◆ Problem requirements
Switch every "thickest" in the items below to "widest" and leave everything else unchanged.

◆ Given entries
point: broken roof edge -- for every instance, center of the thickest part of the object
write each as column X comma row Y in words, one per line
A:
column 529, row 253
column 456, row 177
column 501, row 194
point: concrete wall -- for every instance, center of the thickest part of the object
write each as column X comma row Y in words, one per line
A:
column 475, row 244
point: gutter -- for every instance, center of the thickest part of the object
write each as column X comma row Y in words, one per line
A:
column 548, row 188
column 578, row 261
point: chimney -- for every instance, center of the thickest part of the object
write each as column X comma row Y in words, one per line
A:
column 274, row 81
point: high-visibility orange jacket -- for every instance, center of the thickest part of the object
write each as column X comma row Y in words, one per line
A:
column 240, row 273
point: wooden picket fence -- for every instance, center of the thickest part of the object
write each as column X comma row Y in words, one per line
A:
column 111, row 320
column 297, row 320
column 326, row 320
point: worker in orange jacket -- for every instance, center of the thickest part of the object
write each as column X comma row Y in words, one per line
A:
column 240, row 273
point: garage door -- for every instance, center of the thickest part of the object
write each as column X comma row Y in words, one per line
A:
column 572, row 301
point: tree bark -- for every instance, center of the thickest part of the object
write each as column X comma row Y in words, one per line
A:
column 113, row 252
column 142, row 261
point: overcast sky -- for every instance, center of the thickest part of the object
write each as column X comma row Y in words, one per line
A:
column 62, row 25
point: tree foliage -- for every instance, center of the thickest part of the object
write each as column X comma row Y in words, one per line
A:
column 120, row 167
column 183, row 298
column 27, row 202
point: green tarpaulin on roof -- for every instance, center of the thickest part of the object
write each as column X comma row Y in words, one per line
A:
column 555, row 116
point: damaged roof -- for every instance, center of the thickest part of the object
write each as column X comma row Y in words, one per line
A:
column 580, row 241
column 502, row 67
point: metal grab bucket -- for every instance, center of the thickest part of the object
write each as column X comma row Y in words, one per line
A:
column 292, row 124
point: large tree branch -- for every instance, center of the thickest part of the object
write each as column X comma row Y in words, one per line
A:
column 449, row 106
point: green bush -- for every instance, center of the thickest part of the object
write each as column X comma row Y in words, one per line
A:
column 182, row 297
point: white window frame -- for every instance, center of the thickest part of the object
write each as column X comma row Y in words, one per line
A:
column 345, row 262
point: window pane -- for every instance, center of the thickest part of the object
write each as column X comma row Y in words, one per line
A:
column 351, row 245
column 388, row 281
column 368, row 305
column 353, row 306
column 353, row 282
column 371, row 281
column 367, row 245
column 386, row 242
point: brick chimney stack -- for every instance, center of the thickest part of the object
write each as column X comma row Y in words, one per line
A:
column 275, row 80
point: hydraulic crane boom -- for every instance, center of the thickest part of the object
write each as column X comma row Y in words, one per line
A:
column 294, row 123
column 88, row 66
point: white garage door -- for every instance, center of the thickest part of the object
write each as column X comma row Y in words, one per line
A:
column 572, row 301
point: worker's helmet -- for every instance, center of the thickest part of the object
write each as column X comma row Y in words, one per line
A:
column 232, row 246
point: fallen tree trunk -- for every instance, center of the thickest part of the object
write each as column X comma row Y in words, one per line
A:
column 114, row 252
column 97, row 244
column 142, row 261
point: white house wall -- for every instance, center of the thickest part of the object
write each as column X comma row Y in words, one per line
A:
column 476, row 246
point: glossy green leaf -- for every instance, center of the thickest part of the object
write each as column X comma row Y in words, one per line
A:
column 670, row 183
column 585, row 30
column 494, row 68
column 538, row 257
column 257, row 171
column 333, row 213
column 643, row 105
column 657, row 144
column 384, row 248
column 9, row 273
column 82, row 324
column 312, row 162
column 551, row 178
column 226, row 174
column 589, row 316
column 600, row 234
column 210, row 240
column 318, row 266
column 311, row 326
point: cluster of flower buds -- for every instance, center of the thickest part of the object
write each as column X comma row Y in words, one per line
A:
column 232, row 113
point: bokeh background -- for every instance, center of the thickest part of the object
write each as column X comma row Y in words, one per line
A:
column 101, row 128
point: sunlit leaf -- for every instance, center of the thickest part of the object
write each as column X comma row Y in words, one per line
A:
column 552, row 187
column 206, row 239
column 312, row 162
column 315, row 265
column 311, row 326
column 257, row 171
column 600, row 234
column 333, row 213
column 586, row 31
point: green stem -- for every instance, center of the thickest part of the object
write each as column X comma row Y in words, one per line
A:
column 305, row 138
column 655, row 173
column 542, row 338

◆ Solution
point: broken roof edge -- for every instance, center of the widest part of the object
write each as column X comma row Y in words, one per line
A:
column 529, row 253
column 456, row 177
column 501, row 194
point: concrete wall -- for every instance, center of the widest part of the object
write each as column X comma row Y in words, one per line
A:
column 475, row 244
point: gutter -- for every instance, center of the widest part of the object
write each as column X comma row Y in words, one per line
A:
column 548, row 188
column 578, row 261
point: chimney -- for every instance, center of the widest part of the object
write each as column X comma row Y in words, one per line
A:
column 274, row 81
point: high-visibility orange jacket -- for every instance, center of the widest part of the object
write each as column X comma row Y in words, one per line
A:
column 240, row 273
point: wooden picket fence -- for every instance, center of the widest part of the object
write each as column X comma row Y in words, one per line
A:
column 111, row 320
column 297, row 320
column 326, row 320
point: worker in orange jacket -- for every instance, center of the widest part of the object
write each as column X comma row Y in words, one per line
A:
column 240, row 273
point: garage door -- for every instance, center of the widest part of the object
write each as column X comma row Y in words, one per line
A:
column 572, row 301
point: tree bark -- for every instance, center of the widest part of the object
write each as column X comma row Y in words, one per line
A:
column 113, row 252
column 142, row 261
point: overcast sky -- for every instance, center of the widest part of the object
write each as column X comma row Y in words, one per line
A:
column 62, row 25
point: tree foliage -- for every instance, center of the widest part of the object
write each as column X comma row Y in words, one per line
A:
column 120, row 167
column 183, row 298
column 27, row 202
point: green tarpaulin on roof -- for every instance, center of the widest part of the object
write each as column X comma row Y in words, one per line
A:
column 555, row 116
point: damaged roof -- for every instance, center of the widest part of the object
write each as column X comma row Y in words, one per line
A:
column 580, row 241
column 502, row 67
point: metal grab bucket -- for every instance, center of the widest part of the object
write each as column X comma row Y in words, one per line
A:
column 292, row 124
point: large tree branch -- for every instance, center of the widest part of the object
write each as column X comma row Y in words, one per line
A:
column 449, row 106
point: green bush -- for every instance, center of the widest part of the object
write each as column X comma row Y in words, one per line
A:
column 182, row 297
point: white window frame -- for every instance, center of the widest part of the object
write each as column X comma row Y in words, one per line
A:
column 345, row 262
point: window pane -- for every instance, center of the widest part of the object
write each as column X comma row Y in words, one per line
A:
column 351, row 245
column 388, row 281
column 368, row 305
column 353, row 306
column 353, row 282
column 371, row 281
column 367, row 245
column 386, row 242
point: brick chimney stack -- for every instance, center of the widest part of the object
write each as column X comma row Y in words, one per line
A:
column 275, row 80
point: hydraulic crane boom -- for every instance, center of the widest part of the object
write each as column X comma row Y in words, one per line
A:
column 294, row 123
column 88, row 66
point: white garage door -- for every instance, center of the widest part of the object
write each as column X comma row Y in words, one per line
A:
column 572, row 301
point: worker's helmet -- for every instance, center of the widest part of the object
write each as column X comma row Y in words, one per line
A:
column 232, row 246
point: fallen tree trunk -- for every instance, center of the widest part of the object
write each as column X comma row Y in words, one per line
A:
column 114, row 252
column 97, row 244
column 142, row 261
point: white house wall -- for every instance, center of the widest part of the object
write each as column X comma row Y in words, one per line
A:
column 476, row 246
point: glossy green leaf -- for every instance, center of the widest part of the object
write each as column X comma row Y in words, one per line
A:
column 670, row 183
column 585, row 30
column 494, row 68
column 538, row 257
column 257, row 171
column 333, row 213
column 643, row 105
column 657, row 144
column 384, row 248
column 9, row 273
column 82, row 324
column 312, row 162
column 551, row 178
column 226, row 174
column 589, row 316
column 600, row 234
column 210, row 240
column 318, row 266
column 311, row 326
point: cluster of flower buds -- for every instance, center of the widest part of the object
write each as column X comma row Y in words, one per line
A:
column 232, row 113
point: bokeh background -- for every instance, center of the widest part of the object
write each as column X comma row Y in words, one per line
A:
column 101, row 128
point: sunlit leaf -- for every instance, center of the widest part of the object
write each as column X comma row Y in words, one per line
A:
column 552, row 187
column 206, row 239
column 312, row 162
column 315, row 265
column 311, row 326
column 257, row 171
column 600, row 234
column 333, row 213
column 586, row 31
point: green stem -- for every instance, center of the widest part of the object
write each as column X comma row Y in words, one per line
A:
column 305, row 138
column 655, row 173
column 542, row 338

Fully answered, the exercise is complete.